### Document:
-------------------------
Intuitively, the Koebe function and its rotations should be the “largest” schlicht functions available. This is formalised by the famous Bieberbach conjecture, which asserts that for any schlicht function, the coefficients ${a_n}$ should obey the bound ${|a_n| \leq n}$ for all ${n}$. After a large number of partial results, this conjecture was eventually solved by de Branges; see for instance this survey of Korevaar or this survey of Koepf for a history.
-------------------------
Coordinate labeling data:
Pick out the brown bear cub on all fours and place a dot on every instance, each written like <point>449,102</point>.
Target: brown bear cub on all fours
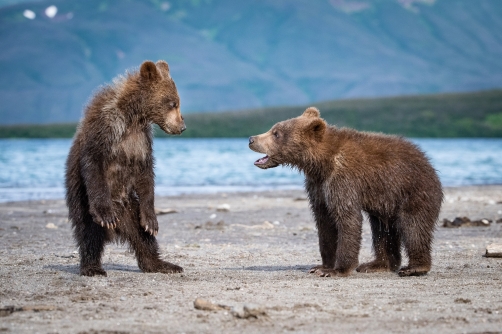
<point>109,170</point>
<point>347,172</point>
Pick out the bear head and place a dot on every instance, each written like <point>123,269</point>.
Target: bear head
<point>160,96</point>
<point>290,142</point>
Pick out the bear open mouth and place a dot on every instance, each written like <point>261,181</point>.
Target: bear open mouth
<point>261,161</point>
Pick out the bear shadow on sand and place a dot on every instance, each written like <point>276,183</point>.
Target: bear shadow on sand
<point>74,268</point>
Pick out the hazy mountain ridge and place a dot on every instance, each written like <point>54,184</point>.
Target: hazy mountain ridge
<point>225,54</point>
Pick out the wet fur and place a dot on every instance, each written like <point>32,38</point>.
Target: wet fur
<point>109,170</point>
<point>347,172</point>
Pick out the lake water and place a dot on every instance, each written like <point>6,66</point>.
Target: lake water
<point>34,168</point>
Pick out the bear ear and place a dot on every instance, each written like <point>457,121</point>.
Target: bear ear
<point>312,112</point>
<point>148,71</point>
<point>163,67</point>
<point>316,128</point>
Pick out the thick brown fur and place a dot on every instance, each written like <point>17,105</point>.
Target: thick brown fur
<point>109,170</point>
<point>347,172</point>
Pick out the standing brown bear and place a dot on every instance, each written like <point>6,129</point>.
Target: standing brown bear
<point>109,171</point>
<point>347,172</point>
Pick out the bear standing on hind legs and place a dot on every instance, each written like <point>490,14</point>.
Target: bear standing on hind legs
<point>347,172</point>
<point>109,170</point>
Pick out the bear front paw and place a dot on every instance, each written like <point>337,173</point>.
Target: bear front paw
<point>323,272</point>
<point>92,271</point>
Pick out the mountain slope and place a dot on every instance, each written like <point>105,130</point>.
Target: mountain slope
<point>228,55</point>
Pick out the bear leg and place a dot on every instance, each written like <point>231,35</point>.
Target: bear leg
<point>417,240</point>
<point>91,239</point>
<point>328,237</point>
<point>146,249</point>
<point>145,245</point>
<point>386,246</point>
<point>349,228</point>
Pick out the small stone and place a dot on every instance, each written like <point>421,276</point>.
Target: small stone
<point>247,311</point>
<point>159,212</point>
<point>223,207</point>
<point>462,301</point>
<point>494,250</point>
<point>206,305</point>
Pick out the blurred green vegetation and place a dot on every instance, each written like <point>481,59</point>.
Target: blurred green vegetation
<point>477,114</point>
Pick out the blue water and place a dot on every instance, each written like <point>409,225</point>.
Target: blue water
<point>34,168</point>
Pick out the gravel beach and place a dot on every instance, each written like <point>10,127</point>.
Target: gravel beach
<point>246,257</point>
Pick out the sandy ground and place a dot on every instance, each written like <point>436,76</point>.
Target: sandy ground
<point>233,259</point>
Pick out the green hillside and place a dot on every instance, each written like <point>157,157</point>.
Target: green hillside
<point>477,114</point>
<point>232,55</point>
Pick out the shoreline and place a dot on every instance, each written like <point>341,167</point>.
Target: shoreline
<point>213,190</point>
<point>256,250</point>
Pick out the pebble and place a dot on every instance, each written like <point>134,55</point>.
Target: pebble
<point>465,221</point>
<point>223,207</point>
<point>248,311</point>
<point>494,250</point>
<point>159,212</point>
<point>206,305</point>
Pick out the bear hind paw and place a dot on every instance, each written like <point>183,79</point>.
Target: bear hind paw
<point>92,271</point>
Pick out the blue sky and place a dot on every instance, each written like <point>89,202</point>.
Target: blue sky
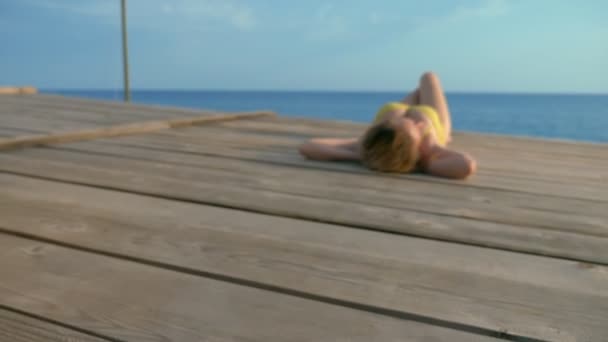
<point>474,45</point>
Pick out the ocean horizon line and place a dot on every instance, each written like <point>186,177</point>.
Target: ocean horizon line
<point>314,91</point>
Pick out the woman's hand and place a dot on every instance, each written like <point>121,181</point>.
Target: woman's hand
<point>449,164</point>
<point>331,149</point>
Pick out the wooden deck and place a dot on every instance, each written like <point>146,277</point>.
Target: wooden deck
<point>224,233</point>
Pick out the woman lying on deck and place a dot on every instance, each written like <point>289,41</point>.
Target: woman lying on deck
<point>405,136</point>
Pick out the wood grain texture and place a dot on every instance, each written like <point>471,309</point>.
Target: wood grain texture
<point>495,290</point>
<point>533,210</point>
<point>530,176</point>
<point>121,130</point>
<point>134,302</point>
<point>189,183</point>
<point>15,327</point>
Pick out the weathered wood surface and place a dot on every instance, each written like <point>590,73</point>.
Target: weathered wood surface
<point>134,302</point>
<point>121,130</point>
<point>17,327</point>
<point>287,195</point>
<point>499,291</point>
<point>518,251</point>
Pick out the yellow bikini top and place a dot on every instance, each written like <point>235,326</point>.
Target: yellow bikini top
<point>427,111</point>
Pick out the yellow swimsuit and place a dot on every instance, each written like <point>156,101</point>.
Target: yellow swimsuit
<point>429,112</point>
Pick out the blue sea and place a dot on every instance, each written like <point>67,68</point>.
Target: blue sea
<point>570,117</point>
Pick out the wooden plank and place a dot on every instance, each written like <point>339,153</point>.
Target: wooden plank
<point>134,302</point>
<point>121,130</point>
<point>16,327</point>
<point>27,90</point>
<point>535,182</point>
<point>532,210</point>
<point>514,163</point>
<point>519,294</point>
<point>188,183</point>
<point>94,105</point>
<point>288,126</point>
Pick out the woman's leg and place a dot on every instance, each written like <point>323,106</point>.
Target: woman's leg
<point>431,94</point>
<point>413,98</point>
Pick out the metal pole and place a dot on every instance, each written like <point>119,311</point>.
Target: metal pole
<point>125,51</point>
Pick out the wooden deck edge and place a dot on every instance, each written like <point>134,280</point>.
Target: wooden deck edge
<point>123,130</point>
<point>27,90</point>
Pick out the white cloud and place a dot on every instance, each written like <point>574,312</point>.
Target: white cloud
<point>225,11</point>
<point>185,14</point>
<point>487,9</point>
<point>328,24</point>
<point>89,8</point>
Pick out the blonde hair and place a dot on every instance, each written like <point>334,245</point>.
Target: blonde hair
<point>386,149</point>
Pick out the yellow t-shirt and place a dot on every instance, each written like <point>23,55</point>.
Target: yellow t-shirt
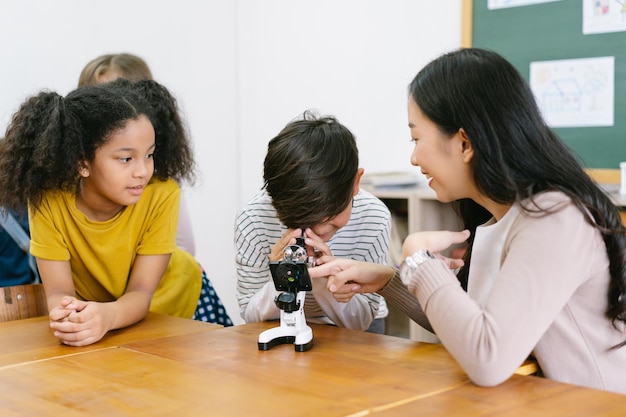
<point>101,254</point>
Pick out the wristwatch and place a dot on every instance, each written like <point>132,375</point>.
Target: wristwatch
<point>411,263</point>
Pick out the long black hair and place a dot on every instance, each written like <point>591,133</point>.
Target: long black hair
<point>516,155</point>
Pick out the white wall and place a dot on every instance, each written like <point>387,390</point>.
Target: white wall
<point>350,58</point>
<point>241,69</point>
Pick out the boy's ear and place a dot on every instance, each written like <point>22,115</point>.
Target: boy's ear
<point>467,151</point>
<point>357,181</point>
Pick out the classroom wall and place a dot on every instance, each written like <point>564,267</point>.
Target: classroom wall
<point>240,69</point>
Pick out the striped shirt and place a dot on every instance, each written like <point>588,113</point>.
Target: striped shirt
<point>364,238</point>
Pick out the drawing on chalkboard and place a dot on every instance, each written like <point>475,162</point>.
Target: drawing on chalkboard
<point>575,92</point>
<point>603,16</point>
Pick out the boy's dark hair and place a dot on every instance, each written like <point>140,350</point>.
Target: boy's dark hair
<point>310,169</point>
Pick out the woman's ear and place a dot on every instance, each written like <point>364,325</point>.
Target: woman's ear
<point>467,151</point>
<point>357,181</point>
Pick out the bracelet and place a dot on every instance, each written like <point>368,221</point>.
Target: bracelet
<point>390,279</point>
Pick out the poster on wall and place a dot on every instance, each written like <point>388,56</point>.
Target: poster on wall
<point>604,16</point>
<point>503,4</point>
<point>575,92</point>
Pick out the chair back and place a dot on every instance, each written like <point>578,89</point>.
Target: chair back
<point>22,302</point>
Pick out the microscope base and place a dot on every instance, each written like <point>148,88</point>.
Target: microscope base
<point>301,338</point>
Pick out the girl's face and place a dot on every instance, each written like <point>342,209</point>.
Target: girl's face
<point>119,172</point>
<point>443,159</point>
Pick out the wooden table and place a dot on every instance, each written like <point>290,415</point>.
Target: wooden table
<point>174,367</point>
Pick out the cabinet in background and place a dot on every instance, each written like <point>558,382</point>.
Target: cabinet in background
<point>413,209</point>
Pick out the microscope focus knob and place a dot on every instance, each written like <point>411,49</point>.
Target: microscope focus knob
<point>287,302</point>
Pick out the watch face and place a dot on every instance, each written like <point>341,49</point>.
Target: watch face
<point>411,263</point>
<point>407,269</point>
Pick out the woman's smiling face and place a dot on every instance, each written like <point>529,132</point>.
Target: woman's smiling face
<point>442,158</point>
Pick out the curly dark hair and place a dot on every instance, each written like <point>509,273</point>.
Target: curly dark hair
<point>309,170</point>
<point>50,137</point>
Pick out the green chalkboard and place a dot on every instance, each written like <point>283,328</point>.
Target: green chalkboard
<point>554,31</point>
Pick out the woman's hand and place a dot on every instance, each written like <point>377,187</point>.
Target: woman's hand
<point>347,277</point>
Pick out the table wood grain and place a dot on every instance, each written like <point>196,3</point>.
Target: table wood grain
<point>32,339</point>
<point>175,367</point>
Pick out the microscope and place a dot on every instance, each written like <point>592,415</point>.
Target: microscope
<point>292,277</point>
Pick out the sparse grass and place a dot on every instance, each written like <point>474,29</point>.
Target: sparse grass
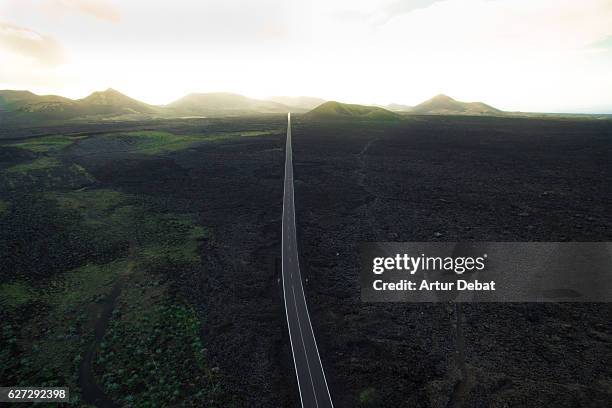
<point>154,356</point>
<point>42,163</point>
<point>46,144</point>
<point>50,339</point>
<point>156,142</point>
<point>15,294</point>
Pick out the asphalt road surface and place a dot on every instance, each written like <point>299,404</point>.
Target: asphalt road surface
<point>308,368</point>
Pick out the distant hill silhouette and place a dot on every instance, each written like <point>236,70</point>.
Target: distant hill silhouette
<point>304,103</point>
<point>223,104</point>
<point>445,105</point>
<point>113,102</point>
<point>396,107</point>
<point>337,110</point>
<point>29,106</point>
<point>22,106</point>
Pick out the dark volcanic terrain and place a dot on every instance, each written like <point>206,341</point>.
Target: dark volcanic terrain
<point>453,179</point>
<point>141,260</point>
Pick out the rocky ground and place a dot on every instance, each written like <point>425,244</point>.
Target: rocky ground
<point>459,178</point>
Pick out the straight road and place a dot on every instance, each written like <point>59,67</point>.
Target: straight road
<point>312,384</point>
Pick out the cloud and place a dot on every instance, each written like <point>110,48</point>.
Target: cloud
<point>100,9</point>
<point>31,44</point>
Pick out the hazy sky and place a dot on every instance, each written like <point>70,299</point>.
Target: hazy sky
<point>530,55</point>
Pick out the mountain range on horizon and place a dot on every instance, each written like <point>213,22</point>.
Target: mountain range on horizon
<point>20,105</point>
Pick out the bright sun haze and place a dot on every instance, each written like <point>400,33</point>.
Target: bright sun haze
<point>528,55</point>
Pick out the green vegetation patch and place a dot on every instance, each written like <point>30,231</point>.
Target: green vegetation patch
<point>153,356</point>
<point>46,143</point>
<point>158,142</point>
<point>42,163</point>
<point>15,294</point>
<point>44,173</point>
<point>118,219</point>
<point>46,346</point>
<point>155,142</point>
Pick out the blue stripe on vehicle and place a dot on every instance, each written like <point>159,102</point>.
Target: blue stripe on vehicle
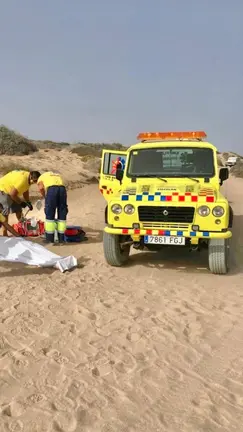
<point>125,197</point>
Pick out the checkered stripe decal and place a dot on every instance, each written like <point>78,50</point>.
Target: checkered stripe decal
<point>174,197</point>
<point>164,232</point>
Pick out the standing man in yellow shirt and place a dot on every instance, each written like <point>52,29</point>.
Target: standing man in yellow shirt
<point>14,192</point>
<point>52,188</point>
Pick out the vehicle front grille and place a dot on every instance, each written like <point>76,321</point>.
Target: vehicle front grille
<point>158,214</point>
<point>165,226</point>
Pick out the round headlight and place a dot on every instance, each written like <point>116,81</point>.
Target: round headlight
<point>203,211</point>
<point>129,209</point>
<point>218,211</point>
<point>116,208</point>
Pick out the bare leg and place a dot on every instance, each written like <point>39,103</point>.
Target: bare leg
<point>19,215</point>
<point>5,232</point>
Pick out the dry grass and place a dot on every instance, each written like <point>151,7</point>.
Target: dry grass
<point>12,166</point>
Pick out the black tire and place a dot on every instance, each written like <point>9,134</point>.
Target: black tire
<point>218,256</point>
<point>114,254</point>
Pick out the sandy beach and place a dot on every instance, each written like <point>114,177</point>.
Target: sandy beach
<point>155,346</point>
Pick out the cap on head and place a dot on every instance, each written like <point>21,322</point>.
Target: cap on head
<point>34,175</point>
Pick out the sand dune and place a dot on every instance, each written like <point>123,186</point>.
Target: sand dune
<point>154,346</point>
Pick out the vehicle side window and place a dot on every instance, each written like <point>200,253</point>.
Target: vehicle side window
<point>111,160</point>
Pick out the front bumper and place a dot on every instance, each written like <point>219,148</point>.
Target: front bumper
<point>178,233</point>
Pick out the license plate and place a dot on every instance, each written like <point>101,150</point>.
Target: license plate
<point>165,240</point>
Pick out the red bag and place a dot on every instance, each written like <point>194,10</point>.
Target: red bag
<point>25,229</point>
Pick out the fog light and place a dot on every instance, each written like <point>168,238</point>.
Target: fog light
<point>136,226</point>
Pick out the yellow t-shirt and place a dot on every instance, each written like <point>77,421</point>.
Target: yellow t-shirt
<point>15,179</point>
<point>2,218</point>
<point>50,179</point>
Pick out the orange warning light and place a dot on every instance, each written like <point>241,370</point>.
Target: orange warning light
<point>170,135</point>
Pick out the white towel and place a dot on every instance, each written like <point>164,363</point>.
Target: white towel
<point>17,249</point>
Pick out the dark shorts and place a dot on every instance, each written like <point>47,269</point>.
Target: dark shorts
<point>8,204</point>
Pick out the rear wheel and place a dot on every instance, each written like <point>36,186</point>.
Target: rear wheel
<point>114,253</point>
<point>218,256</point>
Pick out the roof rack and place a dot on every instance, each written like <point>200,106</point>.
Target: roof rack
<point>165,136</point>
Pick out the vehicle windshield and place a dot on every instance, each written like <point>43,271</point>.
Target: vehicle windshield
<point>171,162</point>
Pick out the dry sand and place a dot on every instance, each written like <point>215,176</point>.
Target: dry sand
<point>154,346</point>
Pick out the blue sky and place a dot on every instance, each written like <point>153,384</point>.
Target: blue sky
<point>104,70</point>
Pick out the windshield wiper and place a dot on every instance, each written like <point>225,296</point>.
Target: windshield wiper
<point>192,178</point>
<point>148,176</point>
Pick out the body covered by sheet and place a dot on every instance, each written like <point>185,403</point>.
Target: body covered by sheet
<point>14,249</point>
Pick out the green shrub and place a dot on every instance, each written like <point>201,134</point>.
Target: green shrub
<point>14,144</point>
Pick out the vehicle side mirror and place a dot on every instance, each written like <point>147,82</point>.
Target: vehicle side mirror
<point>119,173</point>
<point>223,175</point>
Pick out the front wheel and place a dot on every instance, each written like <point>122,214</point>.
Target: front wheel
<point>115,254</point>
<point>218,256</point>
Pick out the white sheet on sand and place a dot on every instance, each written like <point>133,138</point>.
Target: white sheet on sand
<point>16,249</point>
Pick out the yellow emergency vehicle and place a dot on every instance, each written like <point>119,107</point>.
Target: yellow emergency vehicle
<point>165,191</point>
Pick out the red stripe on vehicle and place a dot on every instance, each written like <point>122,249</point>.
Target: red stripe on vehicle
<point>149,232</point>
<point>210,198</point>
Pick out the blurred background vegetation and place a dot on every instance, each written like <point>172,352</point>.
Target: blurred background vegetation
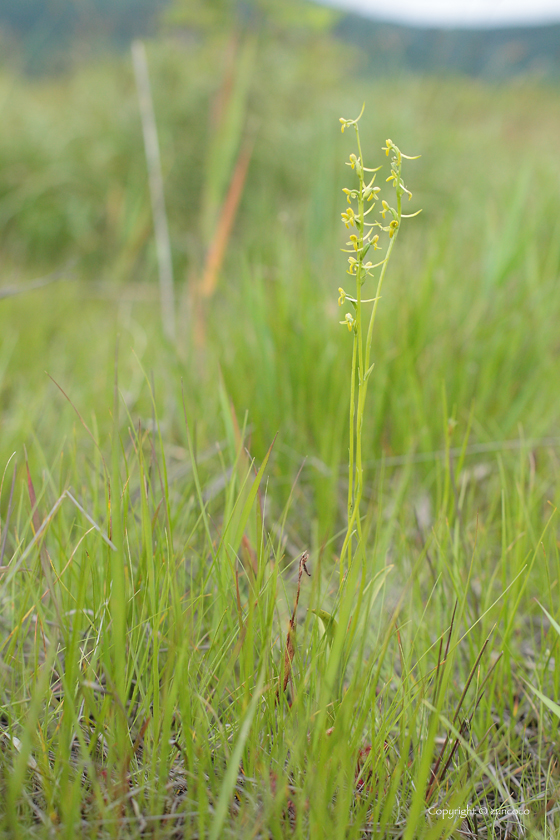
<point>247,98</point>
-------------------------
### Set tasks:
(a) In the passage on schlicht functions, who eventually solved the Bieberbach conjecture?
(b) Translate this sentence from the schlicht functions passage into Spanish: "Intuitively, the Koebe function and its rotations should be the “largest” schlicht functions available."
(c) Continue the passage on schlicht functions and the Bieberbach conjecture from where it stops.
The rows come from a different source than the passage.

### Task answers:
(a) de Branges

(b) Intuitivamente, la función de Koebe y sus rotaciones deberían ser las funciones schlicht «más grandes» disponibles.

(c)
It turns out that to resolve these sorts of questions, it is convenient to restrict attention to schlicht functions ${g: D(0,1) \rightarrow {\bf C}}$ that are odd, thus ${g(-z)=-g(z)}$ for all ${z}$, and the Taylor expansion now reads

$\displaystyle g(z) = b_1 z + b_3 z^3 + b_5 z^5 + \dots$

for some complex coefficients ${b_1,b_3,\dots}$ with ${b_1=1}$. One can transform a general schlicht function ${f: D(0,1) \rightarrow {\bf C}}$ to an odd schlicht function ${g: D(0,1) \rightarrow {\bf C}}$ by observing that the function ${f(z^2)/z^2: D(0,1) \rightarrow {\bf C}}$, after removing the singularity at zero, is a non-zero function that equals ${1}$ at the origin, and thus (as ${D(0,1)}$ is simply connected) has a unique holomorphic square root ${(f(z^2)/z^2)^{1/2}}$ that also equals ${1}$ at the origin. If one then sets

$\displaystyle g(z) := z (f(z^2)/z^2)^{1/2} \ \ \ \ \ (3)$

it is not difficult to verify that ${g}$ is an odd schlicht function which additionally obeys the equation

$\displaystyle f(z^2) = g(z)^2. \ \ \ \ \ (4)$

Conversely, given an odd schlicht function ${g}$, the formula (4) uniquely determines a schlicht function ${f}$.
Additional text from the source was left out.